*Position annotation items:*
———

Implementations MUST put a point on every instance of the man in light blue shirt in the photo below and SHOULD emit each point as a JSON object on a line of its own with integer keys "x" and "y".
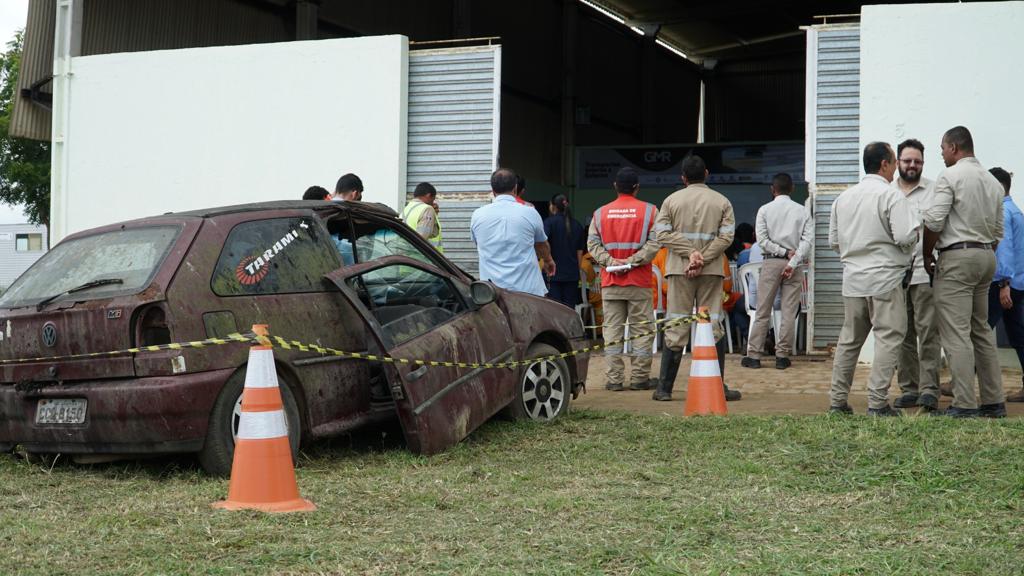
{"x": 1006, "y": 296}
{"x": 510, "y": 238}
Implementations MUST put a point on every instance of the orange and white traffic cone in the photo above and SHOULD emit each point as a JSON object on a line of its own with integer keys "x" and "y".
{"x": 262, "y": 472}
{"x": 705, "y": 393}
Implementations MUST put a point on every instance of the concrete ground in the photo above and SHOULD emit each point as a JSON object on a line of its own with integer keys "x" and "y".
{"x": 803, "y": 388}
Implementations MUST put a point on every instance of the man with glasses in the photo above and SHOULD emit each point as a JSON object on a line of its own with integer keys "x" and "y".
{"x": 875, "y": 230}
{"x": 918, "y": 373}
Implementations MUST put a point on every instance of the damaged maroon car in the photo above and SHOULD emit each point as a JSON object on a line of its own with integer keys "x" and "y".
{"x": 347, "y": 276}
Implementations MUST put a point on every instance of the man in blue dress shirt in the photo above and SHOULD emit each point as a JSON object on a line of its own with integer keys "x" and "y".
{"x": 1006, "y": 297}
{"x": 510, "y": 239}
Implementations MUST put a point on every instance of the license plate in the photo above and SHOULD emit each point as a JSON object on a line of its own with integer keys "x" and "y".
{"x": 61, "y": 411}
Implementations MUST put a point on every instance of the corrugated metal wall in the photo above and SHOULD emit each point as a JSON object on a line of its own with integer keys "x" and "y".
{"x": 837, "y": 164}
{"x": 12, "y": 262}
{"x": 454, "y": 113}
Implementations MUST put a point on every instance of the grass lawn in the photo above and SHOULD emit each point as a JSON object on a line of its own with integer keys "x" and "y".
{"x": 597, "y": 492}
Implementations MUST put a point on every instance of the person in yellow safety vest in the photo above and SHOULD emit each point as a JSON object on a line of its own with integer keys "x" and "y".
{"x": 421, "y": 215}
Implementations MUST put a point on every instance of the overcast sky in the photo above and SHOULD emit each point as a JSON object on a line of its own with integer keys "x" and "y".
{"x": 12, "y": 16}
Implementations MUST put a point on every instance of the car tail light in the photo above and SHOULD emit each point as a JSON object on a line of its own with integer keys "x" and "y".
{"x": 152, "y": 328}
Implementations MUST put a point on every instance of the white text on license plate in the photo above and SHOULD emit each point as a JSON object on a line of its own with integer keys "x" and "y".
{"x": 60, "y": 411}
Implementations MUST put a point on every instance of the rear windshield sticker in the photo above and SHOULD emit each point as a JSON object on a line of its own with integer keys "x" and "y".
{"x": 253, "y": 270}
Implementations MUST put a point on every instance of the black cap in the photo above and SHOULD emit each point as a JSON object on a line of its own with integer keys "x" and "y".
{"x": 627, "y": 178}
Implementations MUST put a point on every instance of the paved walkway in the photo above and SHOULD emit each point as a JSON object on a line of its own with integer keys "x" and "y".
{"x": 803, "y": 388}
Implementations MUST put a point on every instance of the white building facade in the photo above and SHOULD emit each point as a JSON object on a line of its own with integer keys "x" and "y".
{"x": 20, "y": 246}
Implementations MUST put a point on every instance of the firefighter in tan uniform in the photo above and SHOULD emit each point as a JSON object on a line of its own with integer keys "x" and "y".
{"x": 622, "y": 236}
{"x": 696, "y": 225}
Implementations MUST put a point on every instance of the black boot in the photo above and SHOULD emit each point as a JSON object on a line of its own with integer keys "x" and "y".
{"x": 667, "y": 376}
{"x": 720, "y": 351}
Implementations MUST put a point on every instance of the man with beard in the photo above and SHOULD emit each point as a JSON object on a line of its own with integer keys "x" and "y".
{"x": 919, "y": 373}
{"x": 875, "y": 230}
{"x": 965, "y": 224}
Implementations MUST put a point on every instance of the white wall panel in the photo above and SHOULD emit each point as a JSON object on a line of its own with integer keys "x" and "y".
{"x": 216, "y": 126}
{"x": 927, "y": 68}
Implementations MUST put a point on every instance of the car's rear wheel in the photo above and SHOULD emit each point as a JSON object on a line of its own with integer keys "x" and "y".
{"x": 218, "y": 450}
{"x": 544, "y": 389}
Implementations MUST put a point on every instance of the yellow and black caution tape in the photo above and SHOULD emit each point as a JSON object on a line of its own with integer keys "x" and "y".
{"x": 284, "y": 343}
{"x": 642, "y": 323}
{"x": 294, "y": 344}
{"x": 229, "y": 339}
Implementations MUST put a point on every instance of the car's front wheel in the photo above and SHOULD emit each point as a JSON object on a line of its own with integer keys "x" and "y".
{"x": 544, "y": 389}
{"x": 218, "y": 450}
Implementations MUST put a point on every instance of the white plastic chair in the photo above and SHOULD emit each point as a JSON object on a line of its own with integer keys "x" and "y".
{"x": 585, "y": 310}
{"x": 659, "y": 305}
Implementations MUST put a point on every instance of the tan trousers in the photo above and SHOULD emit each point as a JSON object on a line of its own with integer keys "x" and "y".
{"x": 685, "y": 294}
{"x": 962, "y": 283}
{"x": 884, "y": 316}
{"x": 921, "y": 355}
{"x": 633, "y": 304}
{"x": 769, "y": 282}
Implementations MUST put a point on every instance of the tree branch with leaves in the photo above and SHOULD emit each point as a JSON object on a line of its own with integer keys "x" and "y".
{"x": 25, "y": 164}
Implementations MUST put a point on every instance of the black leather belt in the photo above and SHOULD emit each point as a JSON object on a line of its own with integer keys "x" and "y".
{"x": 966, "y": 245}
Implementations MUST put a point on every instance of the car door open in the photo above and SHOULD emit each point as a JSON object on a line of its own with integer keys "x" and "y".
{"x": 417, "y": 312}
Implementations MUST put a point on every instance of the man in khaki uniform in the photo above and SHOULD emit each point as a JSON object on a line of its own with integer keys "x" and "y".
{"x": 784, "y": 232}
{"x": 622, "y": 236}
{"x": 875, "y": 230}
{"x": 918, "y": 374}
{"x": 696, "y": 225}
{"x": 965, "y": 223}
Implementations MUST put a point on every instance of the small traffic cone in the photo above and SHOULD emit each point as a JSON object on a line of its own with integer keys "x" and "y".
{"x": 705, "y": 393}
{"x": 262, "y": 472}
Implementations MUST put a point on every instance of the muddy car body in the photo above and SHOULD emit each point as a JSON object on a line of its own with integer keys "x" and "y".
{"x": 347, "y": 276}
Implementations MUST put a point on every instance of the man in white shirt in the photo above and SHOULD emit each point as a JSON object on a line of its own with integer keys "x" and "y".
{"x": 875, "y": 230}
{"x": 918, "y": 374}
{"x": 784, "y": 233}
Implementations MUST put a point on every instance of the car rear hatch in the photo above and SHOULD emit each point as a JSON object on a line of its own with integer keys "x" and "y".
{"x": 80, "y": 298}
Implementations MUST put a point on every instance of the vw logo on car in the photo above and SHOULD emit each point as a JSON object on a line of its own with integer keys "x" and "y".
{"x": 49, "y": 334}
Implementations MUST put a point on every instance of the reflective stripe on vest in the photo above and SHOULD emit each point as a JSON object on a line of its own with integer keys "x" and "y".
{"x": 412, "y": 215}
{"x": 623, "y": 233}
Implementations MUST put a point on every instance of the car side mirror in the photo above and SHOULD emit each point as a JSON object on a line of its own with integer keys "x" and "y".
{"x": 482, "y": 293}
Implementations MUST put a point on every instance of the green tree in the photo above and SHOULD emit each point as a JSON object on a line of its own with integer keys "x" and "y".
{"x": 25, "y": 164}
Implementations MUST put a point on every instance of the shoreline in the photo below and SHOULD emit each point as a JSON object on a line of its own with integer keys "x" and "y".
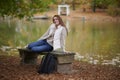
{"x": 89, "y": 16}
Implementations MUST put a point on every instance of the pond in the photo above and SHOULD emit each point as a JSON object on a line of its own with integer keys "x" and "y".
{"x": 97, "y": 42}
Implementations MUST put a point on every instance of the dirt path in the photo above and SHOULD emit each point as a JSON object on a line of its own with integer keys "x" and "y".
{"x": 10, "y": 69}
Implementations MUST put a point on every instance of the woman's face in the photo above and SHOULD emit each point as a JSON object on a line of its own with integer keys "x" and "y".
{"x": 56, "y": 21}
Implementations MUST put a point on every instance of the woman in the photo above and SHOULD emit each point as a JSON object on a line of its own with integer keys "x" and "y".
{"x": 53, "y": 39}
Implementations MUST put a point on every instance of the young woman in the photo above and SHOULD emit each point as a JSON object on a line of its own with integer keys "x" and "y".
{"x": 53, "y": 39}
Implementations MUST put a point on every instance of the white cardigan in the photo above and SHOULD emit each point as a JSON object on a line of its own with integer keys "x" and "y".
{"x": 56, "y": 37}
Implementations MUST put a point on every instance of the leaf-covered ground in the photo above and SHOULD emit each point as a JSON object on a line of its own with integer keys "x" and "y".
{"x": 10, "y": 69}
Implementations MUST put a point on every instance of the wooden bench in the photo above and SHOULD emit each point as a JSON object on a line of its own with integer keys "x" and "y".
{"x": 65, "y": 60}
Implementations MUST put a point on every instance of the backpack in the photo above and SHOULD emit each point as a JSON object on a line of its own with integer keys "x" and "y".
{"x": 48, "y": 64}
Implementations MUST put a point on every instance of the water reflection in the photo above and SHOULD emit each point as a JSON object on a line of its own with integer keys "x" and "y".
{"x": 95, "y": 42}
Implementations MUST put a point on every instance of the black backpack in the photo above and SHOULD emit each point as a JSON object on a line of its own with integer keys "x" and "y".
{"x": 48, "y": 64}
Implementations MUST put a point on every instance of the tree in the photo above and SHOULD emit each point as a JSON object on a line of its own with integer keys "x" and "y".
{"x": 22, "y": 8}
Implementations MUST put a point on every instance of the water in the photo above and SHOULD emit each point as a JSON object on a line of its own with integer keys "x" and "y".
{"x": 96, "y": 42}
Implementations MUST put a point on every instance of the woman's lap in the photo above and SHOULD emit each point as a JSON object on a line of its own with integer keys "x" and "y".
{"x": 40, "y": 46}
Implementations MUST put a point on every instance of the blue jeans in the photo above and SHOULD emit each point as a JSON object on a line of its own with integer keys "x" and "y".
{"x": 40, "y": 46}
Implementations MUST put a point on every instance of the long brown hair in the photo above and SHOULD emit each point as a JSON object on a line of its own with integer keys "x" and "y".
{"x": 60, "y": 21}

———

*The task:*
Render the items as a two-column CSV with the columns "instruction" and "points", one row per item, starting at the item that contains "the water reflection" and ending at the last item, both included. Put each item's text and its answer in a single quoted field each, with any line breaks replaced by spaces.

*Correct response:*
instruction,points
"Implementations MUST put a point on every instance of the water reflection in the photo above and SHOULD emit each point as a JSON object on a line of its own with integer keys ""x"" and ""y"".","{""x"": 95, ""y"": 42}"
"Implementations MUST put a point on every instance of the black backpack in the photo above and SHOULD emit each point as a JSON object on a line of its own with integer keys ""x"" and ""y"".","{""x"": 48, ""y"": 64}"
"Implementations MUST put a point on every instance of the tree in the photo above and SHOULD emit each point as a JSON object on a line of its own with integer keys ""x"" and ""y"".","{""x"": 22, ""y"": 8}"
"Implementations MUST put a point on every instance of the water in the photo above and SHOULD emit each point as a JSON object on a line of its own with integer keys ""x"" and ""y"".","{""x"": 96, ""y"": 42}"
"Implementations MUST put a point on every instance of the woman's lap in the photo above and SHOULD emit each point as a JSON object on a line of its own with integer keys ""x"" and ""y"".","{""x"": 40, ""y"": 46}"
"Implementations MUST put a point on every instance of the blue jeans in the photo above and SHOULD emit each point as a JSON object on a line of its own with integer keys ""x"" and ""y"".","{""x"": 40, ""y"": 46}"
"Implementations MUST put a point on every instance of the long brown hair in the photo above and SHOULD emit each point as a JSON object on a line of its own with integer keys ""x"" and ""y"".","{""x"": 60, ""y"": 21}"